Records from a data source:
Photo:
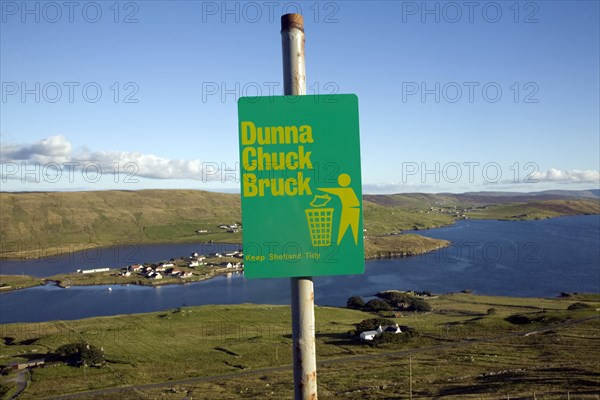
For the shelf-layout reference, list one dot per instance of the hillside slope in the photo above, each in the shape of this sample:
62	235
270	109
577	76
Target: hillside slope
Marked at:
45	223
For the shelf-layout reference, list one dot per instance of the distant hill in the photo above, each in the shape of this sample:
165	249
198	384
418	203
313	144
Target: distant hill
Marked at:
38	223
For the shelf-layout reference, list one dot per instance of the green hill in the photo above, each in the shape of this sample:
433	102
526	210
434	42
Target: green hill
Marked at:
45	223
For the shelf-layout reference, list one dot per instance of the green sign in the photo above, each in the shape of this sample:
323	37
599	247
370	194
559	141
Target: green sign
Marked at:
301	186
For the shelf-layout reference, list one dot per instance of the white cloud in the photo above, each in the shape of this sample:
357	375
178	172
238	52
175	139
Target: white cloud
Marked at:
57	149
567	176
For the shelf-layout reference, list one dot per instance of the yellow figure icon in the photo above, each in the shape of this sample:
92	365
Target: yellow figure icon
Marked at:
350	207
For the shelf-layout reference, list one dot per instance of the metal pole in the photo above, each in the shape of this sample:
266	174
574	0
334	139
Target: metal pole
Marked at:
410	376
303	295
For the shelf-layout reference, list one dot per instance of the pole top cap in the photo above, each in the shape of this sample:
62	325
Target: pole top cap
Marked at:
289	21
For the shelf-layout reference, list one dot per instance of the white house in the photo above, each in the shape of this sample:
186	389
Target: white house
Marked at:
390	328
368	335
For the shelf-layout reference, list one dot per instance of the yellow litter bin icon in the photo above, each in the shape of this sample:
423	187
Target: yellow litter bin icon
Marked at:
320	221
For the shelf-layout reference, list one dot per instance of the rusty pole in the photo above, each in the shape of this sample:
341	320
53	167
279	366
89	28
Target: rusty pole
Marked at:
303	295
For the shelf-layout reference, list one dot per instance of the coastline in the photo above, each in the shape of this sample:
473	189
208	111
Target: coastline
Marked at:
397	246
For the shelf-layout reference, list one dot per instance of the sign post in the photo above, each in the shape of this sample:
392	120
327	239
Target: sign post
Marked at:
301	193
302	290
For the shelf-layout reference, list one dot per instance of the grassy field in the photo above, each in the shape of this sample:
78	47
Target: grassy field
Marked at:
536	210
401	246
47	223
13	282
469	347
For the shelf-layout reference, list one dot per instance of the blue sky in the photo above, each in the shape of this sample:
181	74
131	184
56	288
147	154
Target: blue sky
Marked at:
453	96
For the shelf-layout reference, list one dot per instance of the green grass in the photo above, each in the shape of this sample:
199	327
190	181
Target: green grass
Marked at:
48	223
401	245
536	210
213	340
13	282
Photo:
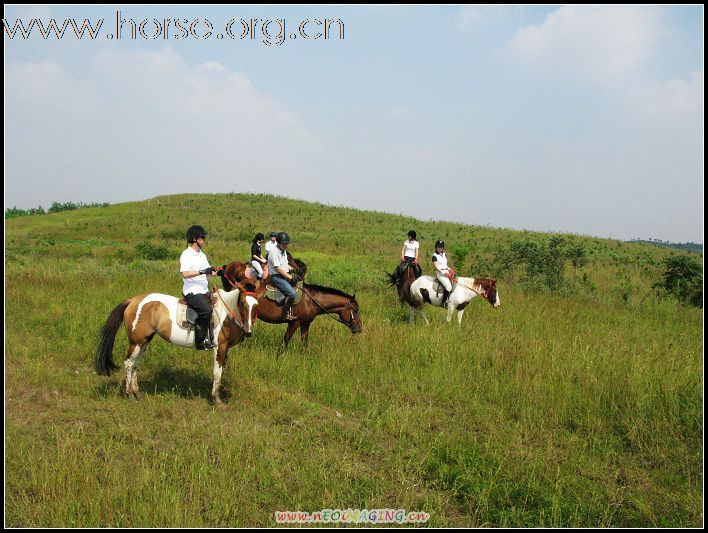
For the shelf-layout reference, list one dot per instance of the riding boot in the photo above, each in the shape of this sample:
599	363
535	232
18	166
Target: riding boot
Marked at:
288	309
201	334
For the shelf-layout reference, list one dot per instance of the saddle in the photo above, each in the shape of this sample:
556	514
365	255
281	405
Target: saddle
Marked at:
438	287
186	316
405	265
272	293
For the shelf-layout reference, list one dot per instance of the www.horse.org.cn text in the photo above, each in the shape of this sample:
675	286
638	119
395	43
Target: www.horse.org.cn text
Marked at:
270	31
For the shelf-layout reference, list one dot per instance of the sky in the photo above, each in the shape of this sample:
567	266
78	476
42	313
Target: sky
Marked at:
587	120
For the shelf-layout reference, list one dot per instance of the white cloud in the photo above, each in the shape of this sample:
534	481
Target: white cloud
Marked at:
141	124
603	44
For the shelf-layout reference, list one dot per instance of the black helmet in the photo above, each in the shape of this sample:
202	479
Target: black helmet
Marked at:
194	233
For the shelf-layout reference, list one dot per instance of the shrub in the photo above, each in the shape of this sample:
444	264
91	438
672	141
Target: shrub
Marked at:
153	252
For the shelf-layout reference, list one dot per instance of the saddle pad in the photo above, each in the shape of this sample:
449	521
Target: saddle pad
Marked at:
437	286
186	316
278	297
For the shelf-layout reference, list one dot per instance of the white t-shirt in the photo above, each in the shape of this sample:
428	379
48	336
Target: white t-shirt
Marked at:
194	261
278	258
270	245
410	248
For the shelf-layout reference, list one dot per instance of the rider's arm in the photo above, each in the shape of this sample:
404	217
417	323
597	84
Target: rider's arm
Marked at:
194	273
284	273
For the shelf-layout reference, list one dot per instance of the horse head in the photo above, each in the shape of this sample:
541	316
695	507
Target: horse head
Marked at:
349	315
491	293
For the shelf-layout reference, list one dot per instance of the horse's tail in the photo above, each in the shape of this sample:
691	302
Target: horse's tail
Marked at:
392	278
104	353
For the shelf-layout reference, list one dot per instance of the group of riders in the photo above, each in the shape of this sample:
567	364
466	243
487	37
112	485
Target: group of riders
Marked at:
409	258
195	268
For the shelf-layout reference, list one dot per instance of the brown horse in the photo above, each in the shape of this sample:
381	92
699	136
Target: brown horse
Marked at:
316	300
402	278
147	314
239	272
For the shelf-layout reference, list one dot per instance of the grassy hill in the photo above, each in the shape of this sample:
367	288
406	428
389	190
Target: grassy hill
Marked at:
578	405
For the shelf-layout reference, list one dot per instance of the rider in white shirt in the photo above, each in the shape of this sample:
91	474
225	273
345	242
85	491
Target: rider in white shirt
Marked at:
194	266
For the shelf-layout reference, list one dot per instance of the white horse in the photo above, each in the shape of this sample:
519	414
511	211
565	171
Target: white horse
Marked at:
428	289
145	315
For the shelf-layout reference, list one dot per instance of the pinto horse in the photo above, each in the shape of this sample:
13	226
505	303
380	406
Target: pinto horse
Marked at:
147	314
239	272
316	300
426	289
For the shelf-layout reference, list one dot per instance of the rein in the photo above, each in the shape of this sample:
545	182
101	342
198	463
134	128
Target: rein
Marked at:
233	315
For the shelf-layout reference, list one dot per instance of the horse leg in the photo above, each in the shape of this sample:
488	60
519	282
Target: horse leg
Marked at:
292	326
450	309
304	332
220	355
132	360
427	322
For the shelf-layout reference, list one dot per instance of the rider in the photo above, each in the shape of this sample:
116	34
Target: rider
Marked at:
280	275
195	267
442	271
257	259
271	243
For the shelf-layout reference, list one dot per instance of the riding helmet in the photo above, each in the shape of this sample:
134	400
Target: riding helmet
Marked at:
282	238
195	232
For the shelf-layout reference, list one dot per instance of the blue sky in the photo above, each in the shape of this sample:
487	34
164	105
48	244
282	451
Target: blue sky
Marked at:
577	119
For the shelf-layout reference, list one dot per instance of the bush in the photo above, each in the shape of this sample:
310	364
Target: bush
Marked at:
683	279
153	252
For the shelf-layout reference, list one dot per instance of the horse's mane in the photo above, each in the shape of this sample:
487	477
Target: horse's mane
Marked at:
328	290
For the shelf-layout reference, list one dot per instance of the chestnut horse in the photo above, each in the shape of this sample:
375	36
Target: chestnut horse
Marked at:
404	275
147	314
238	271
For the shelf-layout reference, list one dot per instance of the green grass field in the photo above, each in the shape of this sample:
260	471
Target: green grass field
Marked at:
580	407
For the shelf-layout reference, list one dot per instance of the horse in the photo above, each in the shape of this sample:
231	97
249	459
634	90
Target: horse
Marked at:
402	278
316	300
426	289
147	314
238	271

> _What is needed_: The listing above needs to be output again exactly. Don't include the pictures.

> _Solution below_:
Photo:
For the shelf-layout reference, list one dot per instance of the hillside slope in the photo above, each in the shape of this sample:
62	235
270	109
577	76
Target: hillside slope
Marked at:
45	223
For the shelf-layout reference, list one dot per instance of the distant hill in the photo above, each in the shape of this sample:
165	249
198	384
418	203
313	144
Target: distant hill
Marked at:
38	223
For the shelf-layout reference, list one dot per instance of the green hill in the photo above, each in the shape of this sample:
433	102
526	210
434	42
Target: green hill
Marked at:
45	223
For the shelf-layout reference, list one dot per instance of the green sign in the photo above, each in the shape of this sample:
323	37
599	247
370	194
559	141
Target: green sign
Marked at:
301	186
For the shelf-layout reference, list one dot per instance of the white cloud in the photo above, each in the shape of this sample:
357	375
178	172
238	52
175	139
Target: white cloud
Marked at:
57	149
567	176
For the shelf-layout reference, list one dot per instance of the yellow figure icon in the photo above, each in the shape of this sample:
92	365
Target: yellow figure icon
Marked at:
350	207
For the shelf-layout reference, list one dot per instance of the metal pole in the photo above, each in the shape of this sample:
266	174
574	0
334	139
Target: metal pole
Marked at:
410	376
303	295
For the shelf-layout reference, list one dot per instance of the pole top cap in the photo above, each in the shape of this sample:
62	325
Target: pole top cap
Marked at:
289	21
For the shelf-layout reference, list one dot per instance of the white house in the photo above, each in the shape of this sample:
186	389
Target: white house
Marked at:
390	328
368	335
For the shelf-layout reference, list one dot per instance of the yellow litter bin icon in the photo above, each in the shape of this sample:
423	187
Target: yellow litter bin icon
Marked at:
320	221
For the shelf-layout reference, list one dot per instance of the rusty pole in the photo above, each in the shape of this sample:
341	320
53	167
279	366
89	28
Target: rusty pole
Marked at:
303	295
For the shelf-layout reference, list one dot per instance of the coastline in the photo above, each in the shape of this sample:
473	189
208	111
Target: coastline
Marked at:
397	246
For the shelf-layout reference, list one dot per instance of the sign post in the photo above, each in the shape of this sample:
392	120
327	239
Target: sign post
Marked at:
301	193
302	290
For the shelf-layout reference, list one dot per instance of the grassy field in the photo above, each in the shape of this sample:
78	47
Target: grassy field
Marked at:
536	210
401	246
47	223
13	282
469	347
For the shelf-layout reference, list one dot per instance of the blue sky in the photo above, each in the shape of this sample:
181	74
131	184
56	288
147	154
Target: blue sky
Marked at:
453	96
For the shelf-layout reference, list one dot per instance of the green grass in the photo above, each in the shape of this sample:
199	327
190	181
Target: green grass
Marked at:
48	223
401	245
536	210
213	340
13	282
Photo:
For the shelf-layout reference, list one dot per instance of the riding boot in the photo above, each in the shape of this sample:
599	363
535	232
18	166
Target: riding boot
Marked at:
288	309
201	334
For the shelf-layout reference, list one dot per instance of the saddle in the photo above, each in the shape of this sample:
556	514
365	255
281	405
Target: saddle
Marked at:
438	287
186	316
405	265
272	293
For the shelf-layout reference, list one dot per instance of the www.horse.org.cn text in the photo above, each in the shape of this sample:
675	286
638	119
395	43
Target: www.horse.org.cn text
Marked at:
270	31
For the shelf-layout reference, list one dot per instance of the sky in the photo above, each in the shape of this sample:
567	266
78	476
42	313
Target: sky
Marked at:
587	120
For the shelf-layout reference, list one dot per instance of the white cloud in the photo above, each in the shape of this sample:
534	481
Target: white cloud
Marked at:
141	124
603	44
For the shelf-layout reference, list one dot per instance of the black helmet in the photo above, each in the shape of this sample:
202	479
Target: black helmet
Marked at:
194	233
For the shelf-layout reference, list one dot per instance of the shrub in the photo above, each in the shape of this sample:
444	264
91	438
672	141
Target: shrub
Marked at:
153	252
For the shelf-layout reference, list one dot per instance of the saddle pad in the photo above, each in the shape of this sample:
449	521
Target: saddle pad
Marked at:
437	286
186	316
278	297
For the shelf-layout reference, list one dot per instance of the white t-shirt in the photo above, each in the shape of this sample:
428	379
48	336
Target: white t-shirt
Marked at:
194	261
278	258
270	245
410	248
For the shelf-layout reference, list one dot per instance of the rider's arm in the photo above, each in the shape of this sample:
404	217
417	323
597	84
Target: rider's arm
Marked at:
194	273
284	273
For the shelf-layout reference, list one dot per instance of the horse head in the photo above, each in the shape of this sample:
541	316
695	507
Target: horse head
Marked at:
349	315
491	293
For the shelf-layout reference, list one dot per instance of the horse's tail in the photo above, each in the shape of this sample:
691	302
Target: horse's tail
Marked at:
392	278
104	353
For the shelf-layout reference, list one dot per instance of the group of riders in the photo above, each in the shape of this sample:
567	364
466	243
487	37
112	485
Target: group of riders
Marked at:
409	258
195	268
For the shelf-layout reference, list one dot per instance of the brown horse in the photo above, each in the shape of this sample:
381	92
699	136
Target: brown horse
Marked at:
316	300
402	278
147	314
239	272
For the shelf-layout reference, list one dot per instance of the grassy hill in the photo above, each in the shape of this sample:
367	288
406	428
389	190
Target: grassy hill
Marked at:
578	405
For the shelf-layout reference, list one dot per instance of the rider in white shirt in the photo above, each in the shape of this sample:
91	474
225	273
345	242
85	491
Target: rider in white shirt
Marked at:
194	266
For the shelf-layout reference, list one dot per instance of the white horse in the photo above, each in the shape of this sample:
519	414
511	211
565	171
Target: white horse
Marked at:
428	289
145	315
For the shelf-layout reference, list one dot per instance of the pinto horse in the photo above, each in the shape of this sample:
13	226
505	303
380	406
Target: pinto horse
Marked at:
147	314
239	272
316	300
426	289
For the shelf-layout reference, list one dot per instance of the rein in the photo above, each in the shape of this sample:
545	182
101	342
198	463
134	128
Target: rein
Marked at:
233	315
For the shelf-layout reference, list one dot per instance of the horse leg in the photo above, each in the shape of this sample:
488	60
519	282
Target: horse leg
Marked at:
292	326
450	309
304	332
220	355
132	360
427	322
For the shelf-layout reference, list one dot per instance of the rider in the photo above, each in the shape of this sample:
116	34
Target: rider
Marked at:
280	275
195	267
442	271
257	259
271	243
For the shelf-layout reference, list one dot per instance of the riding helmet in the photo above, each in the shape of this sample:
134	400
Target: riding helmet
Marked at:
282	238
195	232
For the shelf-layout reference, list one dot per instance of the blue sky in the photo above, each in the shape of this sample:
487	34
164	105
48	244
282	451
Target: blue sky
Marked at:
577	119
For the shelf-layout reference, list one dot per instance of the bush in the photo above, each in the shape of this sample:
310	364
Target: bush
Marked at:
683	279
153	252
For the shelf-layout reference, list one dot per instance of the horse's mane in the photo above, each in the shape of this sample:
487	477
Target: horse's mane
Marked at:
328	290
For the shelf-layout reference, list one dot per instance of the chestnut horse in the photo above, each in the shape of this sample:
375	36
Target: chestnut horse
Marked at:
404	275
147	314
238	271
For the shelf-layout reference, list one dot per instance of the green grass field in the photo above, each in the shape of this sample:
260	471
Target: green grass field
Marked at:
580	407
For the shelf-layout reference, list one dot per instance of the horse in the photo above, each in the shape of this sample:
231	97
249	459
634	90
Target: horse
Marked at:
402	278
316	300
426	289
147	314
238	271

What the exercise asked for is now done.